### REQUIREMENTS
Reproduce the entire text on how fscache handles PG_fscache, word for word and with its line breaks.
Start of TEXT BLOCK
It's slightly complicated for fscache as there are two separate pieces of code
involved:

 (1) For the old fscache code that I'm trying to phase out, it does not take a
     ref when PG_fscache is taken (probably incorrectly), relying instead on
     releasepage, etc. getting called to strip the PG_fscache bit.  PG_fscache
     is held for the lifetime of the page, indicating that fscache knows about
     it and might access it at any time (to write to the cache in the
     background for example or to move pages around in the cache).

     Here PG_fscache should not prevent page eviction or migration and it's
     analogous to PG_private.

     That said, the old fscache code keeps its own radix trees of pages that
     are undergoing write to the cache, so to allow a page to be evicted,
     releasepage and co. have to consult those
     (__fscache_maybe_release_page()).

 (2) For the new netfs lib, PG_fscache is ignored by fscache itself and is
     used by the read helpers.  The helpers simply use it analogously to
     PG_writeback, indicating that there's I/O in progress from this page to
     the cache[*].  It's fine to take a ref here because we know we'll drop it
     shortly.

     Here PG_fscache might prevent page eviction or migration, but only
     because I/O is in progress.  If an increment on the page refcount
     suffices, that's fine.

In both cases, releasepage, etc. look at PG_fscache and decide whether to wait
or not (releasepage may tell the caller to skip the page if PG_fscache is
set).

[*] Willy suggested using PG_writeback to cover both write to the server and
write to the cache, and getting rid of PG_fscache entirely, but that would
require extra mechanisms.  There are three cases:

 (a) We might be writing to only the cache, e.g. because we just read from the
     server.
End of TEXT BLOCK
Start of PROVIDED DATA
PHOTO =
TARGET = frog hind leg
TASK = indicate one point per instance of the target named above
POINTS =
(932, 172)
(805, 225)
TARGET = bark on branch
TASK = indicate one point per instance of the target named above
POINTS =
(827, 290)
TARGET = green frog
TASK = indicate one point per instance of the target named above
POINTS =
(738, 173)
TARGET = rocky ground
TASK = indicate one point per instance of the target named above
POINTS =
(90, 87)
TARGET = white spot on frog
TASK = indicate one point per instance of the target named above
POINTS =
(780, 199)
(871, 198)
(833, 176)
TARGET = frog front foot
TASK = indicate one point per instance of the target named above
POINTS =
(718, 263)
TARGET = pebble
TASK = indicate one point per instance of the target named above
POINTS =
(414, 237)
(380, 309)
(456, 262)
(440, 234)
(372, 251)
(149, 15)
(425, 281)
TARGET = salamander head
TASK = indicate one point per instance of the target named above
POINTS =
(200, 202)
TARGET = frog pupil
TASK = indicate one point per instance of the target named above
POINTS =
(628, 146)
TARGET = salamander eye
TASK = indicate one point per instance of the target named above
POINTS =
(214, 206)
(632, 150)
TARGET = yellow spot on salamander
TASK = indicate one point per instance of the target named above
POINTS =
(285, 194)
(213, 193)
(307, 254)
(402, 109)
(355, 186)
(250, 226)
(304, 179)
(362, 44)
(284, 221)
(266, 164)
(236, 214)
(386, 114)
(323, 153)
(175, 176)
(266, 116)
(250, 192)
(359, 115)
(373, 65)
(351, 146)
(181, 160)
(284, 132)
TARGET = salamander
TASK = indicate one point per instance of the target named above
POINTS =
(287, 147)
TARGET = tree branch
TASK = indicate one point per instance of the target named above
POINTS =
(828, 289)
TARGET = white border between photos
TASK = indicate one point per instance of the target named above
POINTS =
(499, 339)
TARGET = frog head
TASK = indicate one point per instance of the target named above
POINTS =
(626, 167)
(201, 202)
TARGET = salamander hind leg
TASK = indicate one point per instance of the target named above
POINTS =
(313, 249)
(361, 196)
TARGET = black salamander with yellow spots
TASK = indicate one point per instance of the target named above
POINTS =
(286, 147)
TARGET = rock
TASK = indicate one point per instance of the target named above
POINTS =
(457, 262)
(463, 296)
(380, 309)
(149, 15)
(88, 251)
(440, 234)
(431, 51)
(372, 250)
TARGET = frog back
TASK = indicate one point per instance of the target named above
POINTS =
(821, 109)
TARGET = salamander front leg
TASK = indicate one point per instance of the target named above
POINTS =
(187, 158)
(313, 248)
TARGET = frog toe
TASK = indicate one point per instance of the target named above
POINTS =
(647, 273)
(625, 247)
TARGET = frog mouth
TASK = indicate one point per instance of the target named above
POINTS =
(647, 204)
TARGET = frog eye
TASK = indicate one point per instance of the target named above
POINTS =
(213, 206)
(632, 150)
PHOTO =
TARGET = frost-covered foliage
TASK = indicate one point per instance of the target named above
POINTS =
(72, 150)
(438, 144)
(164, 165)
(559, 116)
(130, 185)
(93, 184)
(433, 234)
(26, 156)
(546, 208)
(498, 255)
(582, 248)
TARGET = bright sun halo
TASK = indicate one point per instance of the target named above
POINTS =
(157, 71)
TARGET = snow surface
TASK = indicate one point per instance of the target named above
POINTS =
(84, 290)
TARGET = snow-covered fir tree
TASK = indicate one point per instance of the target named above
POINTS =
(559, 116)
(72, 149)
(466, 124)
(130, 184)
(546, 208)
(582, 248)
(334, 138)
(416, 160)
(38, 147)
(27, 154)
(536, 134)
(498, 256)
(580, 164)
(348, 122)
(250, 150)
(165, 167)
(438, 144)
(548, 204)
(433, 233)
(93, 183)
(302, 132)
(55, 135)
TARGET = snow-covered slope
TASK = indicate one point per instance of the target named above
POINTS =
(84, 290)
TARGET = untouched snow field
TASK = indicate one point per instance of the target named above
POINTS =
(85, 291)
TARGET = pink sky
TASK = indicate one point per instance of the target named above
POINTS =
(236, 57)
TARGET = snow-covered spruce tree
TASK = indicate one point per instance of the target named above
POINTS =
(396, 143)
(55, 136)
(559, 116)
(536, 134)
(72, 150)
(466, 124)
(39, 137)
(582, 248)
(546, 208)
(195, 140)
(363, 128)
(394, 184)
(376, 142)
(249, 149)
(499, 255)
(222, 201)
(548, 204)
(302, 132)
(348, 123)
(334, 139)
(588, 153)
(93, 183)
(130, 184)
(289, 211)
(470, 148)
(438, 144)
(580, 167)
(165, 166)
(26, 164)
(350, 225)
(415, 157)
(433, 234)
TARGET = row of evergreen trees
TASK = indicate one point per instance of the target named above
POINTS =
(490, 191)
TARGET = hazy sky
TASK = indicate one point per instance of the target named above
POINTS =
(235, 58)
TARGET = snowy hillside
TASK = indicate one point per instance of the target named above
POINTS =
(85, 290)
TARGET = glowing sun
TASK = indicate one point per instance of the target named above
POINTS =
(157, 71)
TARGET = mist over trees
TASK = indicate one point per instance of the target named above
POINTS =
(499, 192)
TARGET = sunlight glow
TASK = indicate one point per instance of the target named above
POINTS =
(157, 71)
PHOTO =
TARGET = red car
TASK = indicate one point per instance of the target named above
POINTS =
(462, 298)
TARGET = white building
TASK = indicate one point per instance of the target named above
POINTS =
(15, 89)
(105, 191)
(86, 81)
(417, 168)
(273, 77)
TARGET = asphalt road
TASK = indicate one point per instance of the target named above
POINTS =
End of PROVIDED DATA
### EXPECTED OUTPUT
It's slightly complicated for fscache as there are two separate pieces of code
involved:

 (1) For the old fscache code that I'm trying to phase out, it does not take a
     ref when PG_fscache is taken (probably incorrectly), relying instead on
     releasepage, etc. getting called to strip the PG_fscache bit.  PG_fscache
     is held for the lifetime of the page, indicating that fscache knows about
     it and might access it at any time (to write to the cache in the
     background for example or to move pages around in the cache).

     Here PG_fscache should not prevent page eviction or migration and it's
     analogous to PG_private.

     That said, the old fscache code keeps its own radix trees of pages that
     are undergoing write to the cache, so to allow a page to be evicted,
     releasepage and co. have to consult those
     (__fscache_maybe_release_page()).

 (2) For the new netfs lib, PG_fscache is ignored by fscache itself and is
     used by the read helpers.  The helpers simply use it analogously to
     PG_writeback, indicating that there's I/O in progress from this page to
     the cache[*].  It's fine to take a ref here because we know we'll drop it
     shortly.

     Here PG_fscache might prevent page eviction or migration, but only
     because I/O is in progress.  If an increment on the page refcount
     suffices, that's fine.

In both cases, releasepage, etc. look at PG_fscache and decide whether to wait
or not (releasepage may tell the caller to skip the page if PG_fscache is
set).

[*] Willy suggested using PG_writeback to cover both write to the server and
write to the cache, and getting rid of PG_fscache entirely, but that would
require extra mechanisms.  There are three cases:

 (a) We might be writing to only the cache, e.g. because we just read from the
     server.